Consegna: Riporta alla lettera il brano del testo sulla perizia tecnica in materia sanitaria che comincia con "L’art. 8 della" e finisce con "bis c.p.c. .".

Testo fornito:
La perizia tecnica in materia sanitaria tra consulenza tecnica preventiva e mediazione.

Sommario: 1. Le condizioni di procedibilità in materia sanitaria. - 2. La consulenza tecnica e il fallimento della conciliazione. - 3. Conclusioni.

Di Raffaella Porto -

1. Le condizioni di procedibilità in materia sanitaria.

L’art. 8 della l.n. 24/2017, c.d. legge Gelli[1], rubricato “Tentativo obbligatorio di conciliazione”, introduce due alternative condizioni di procedibilità in materia sanitaria: la mediazione disciplinata dall’art. 5 comma 1 bis del d.lgs. n. 28/2010, e la consulenza tecnica preventiva di cui all’art. 696 bis c.p.c. .

In particolare, l’art. 8 stabilisce che chi vuole esercitare un’azione giudiziale relativa ad una controversia in materia di responsabilità sanitaria al fine di domandare il risarcimento del danno, deve preliminarmente introdurre il procedimento di consulenza tecnica preventiva con funzione conciliativa ex art. 696 bis c.p.c., o, in alternativa, esperire il tentativo di mediazione ex art. 5 comma 1 bis d.lgs. n. 28/2010. La norma di fatto lascia facoltà al danneggiato di scegliere a quale condizione di procedibilità ricorrere.

(Record del dataset di annotazione a punti)
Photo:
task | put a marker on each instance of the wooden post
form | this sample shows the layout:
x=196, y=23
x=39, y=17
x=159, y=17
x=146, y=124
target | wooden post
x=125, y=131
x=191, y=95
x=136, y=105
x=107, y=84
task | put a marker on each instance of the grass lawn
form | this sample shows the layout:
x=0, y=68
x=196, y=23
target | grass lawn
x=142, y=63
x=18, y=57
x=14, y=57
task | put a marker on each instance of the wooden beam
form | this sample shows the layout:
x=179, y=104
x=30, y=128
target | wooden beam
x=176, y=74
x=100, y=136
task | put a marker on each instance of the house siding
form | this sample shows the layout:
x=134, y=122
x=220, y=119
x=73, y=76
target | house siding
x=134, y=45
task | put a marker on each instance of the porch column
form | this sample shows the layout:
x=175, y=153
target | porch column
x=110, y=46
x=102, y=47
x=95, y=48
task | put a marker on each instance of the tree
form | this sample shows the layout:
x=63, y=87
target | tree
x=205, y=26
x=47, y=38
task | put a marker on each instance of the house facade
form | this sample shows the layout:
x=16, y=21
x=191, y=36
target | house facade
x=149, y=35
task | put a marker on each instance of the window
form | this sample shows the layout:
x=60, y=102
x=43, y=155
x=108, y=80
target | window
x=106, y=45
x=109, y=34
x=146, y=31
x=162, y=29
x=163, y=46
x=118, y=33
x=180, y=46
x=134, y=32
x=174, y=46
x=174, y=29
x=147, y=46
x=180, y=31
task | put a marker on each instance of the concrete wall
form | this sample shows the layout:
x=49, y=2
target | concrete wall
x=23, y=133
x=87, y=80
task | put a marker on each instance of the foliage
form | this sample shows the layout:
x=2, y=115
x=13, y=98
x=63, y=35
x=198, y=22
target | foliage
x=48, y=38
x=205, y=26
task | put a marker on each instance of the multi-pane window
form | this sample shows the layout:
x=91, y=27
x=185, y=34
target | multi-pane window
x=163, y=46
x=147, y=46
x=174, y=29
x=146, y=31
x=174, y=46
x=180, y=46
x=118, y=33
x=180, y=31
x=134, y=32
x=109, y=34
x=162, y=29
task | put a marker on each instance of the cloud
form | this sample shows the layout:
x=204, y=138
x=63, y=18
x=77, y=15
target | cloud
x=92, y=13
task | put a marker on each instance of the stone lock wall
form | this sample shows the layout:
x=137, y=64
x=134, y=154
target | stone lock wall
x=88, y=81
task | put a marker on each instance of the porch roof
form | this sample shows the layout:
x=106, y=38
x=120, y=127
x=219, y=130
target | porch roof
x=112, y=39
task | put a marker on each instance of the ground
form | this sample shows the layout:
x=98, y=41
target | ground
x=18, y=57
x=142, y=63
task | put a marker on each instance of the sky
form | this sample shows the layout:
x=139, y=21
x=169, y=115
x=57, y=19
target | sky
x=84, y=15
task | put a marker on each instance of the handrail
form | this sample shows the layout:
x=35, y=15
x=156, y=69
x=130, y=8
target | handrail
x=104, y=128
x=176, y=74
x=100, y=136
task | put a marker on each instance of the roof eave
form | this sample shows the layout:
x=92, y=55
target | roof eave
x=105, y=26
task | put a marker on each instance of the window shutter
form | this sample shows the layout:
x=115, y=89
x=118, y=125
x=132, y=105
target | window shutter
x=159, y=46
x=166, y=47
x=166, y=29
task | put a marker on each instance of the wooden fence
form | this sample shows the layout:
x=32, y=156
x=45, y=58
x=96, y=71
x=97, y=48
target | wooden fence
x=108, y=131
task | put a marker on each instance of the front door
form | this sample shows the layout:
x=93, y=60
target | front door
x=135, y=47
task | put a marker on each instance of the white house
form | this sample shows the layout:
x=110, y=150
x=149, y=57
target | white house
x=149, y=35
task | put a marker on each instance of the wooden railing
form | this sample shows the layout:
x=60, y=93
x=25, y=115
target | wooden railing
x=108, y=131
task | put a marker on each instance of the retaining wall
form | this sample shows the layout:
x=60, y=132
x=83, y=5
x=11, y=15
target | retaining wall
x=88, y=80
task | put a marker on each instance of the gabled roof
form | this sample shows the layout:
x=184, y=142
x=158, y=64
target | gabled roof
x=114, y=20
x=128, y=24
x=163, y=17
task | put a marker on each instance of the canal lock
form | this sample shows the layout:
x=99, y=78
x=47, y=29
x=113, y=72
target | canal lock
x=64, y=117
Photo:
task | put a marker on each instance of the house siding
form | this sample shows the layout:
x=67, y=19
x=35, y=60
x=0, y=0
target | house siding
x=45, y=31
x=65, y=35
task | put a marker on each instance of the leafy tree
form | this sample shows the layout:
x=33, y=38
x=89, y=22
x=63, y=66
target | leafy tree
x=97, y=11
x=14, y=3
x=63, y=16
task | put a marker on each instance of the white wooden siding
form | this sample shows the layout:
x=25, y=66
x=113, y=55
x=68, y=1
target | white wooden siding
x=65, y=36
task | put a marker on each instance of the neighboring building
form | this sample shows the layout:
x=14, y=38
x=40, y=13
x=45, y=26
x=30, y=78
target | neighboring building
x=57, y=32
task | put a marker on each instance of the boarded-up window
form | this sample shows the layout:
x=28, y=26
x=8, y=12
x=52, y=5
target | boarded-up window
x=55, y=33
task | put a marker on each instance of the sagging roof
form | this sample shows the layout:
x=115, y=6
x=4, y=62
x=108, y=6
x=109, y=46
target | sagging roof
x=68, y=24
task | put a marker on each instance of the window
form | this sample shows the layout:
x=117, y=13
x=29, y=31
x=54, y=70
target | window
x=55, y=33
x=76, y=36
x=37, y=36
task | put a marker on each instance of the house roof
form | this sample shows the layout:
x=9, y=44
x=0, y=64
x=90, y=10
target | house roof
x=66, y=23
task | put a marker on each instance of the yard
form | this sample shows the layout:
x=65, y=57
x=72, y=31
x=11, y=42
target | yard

Esercizio svolto:
L’art. 8 della l.n. 24/2017, c.d. legge Gelli[1], rubricato “Tentativo obbligatorio di conciliazione”, introduce due alternative condizioni di procedibilità in materia sanitaria: la mediazione disciplinata dall’art. 5 comma 1 bis del d.lgs. n. 28/2010, e la consulenza tecnica preventiva di cui all’art. 696 bis c.p.c. .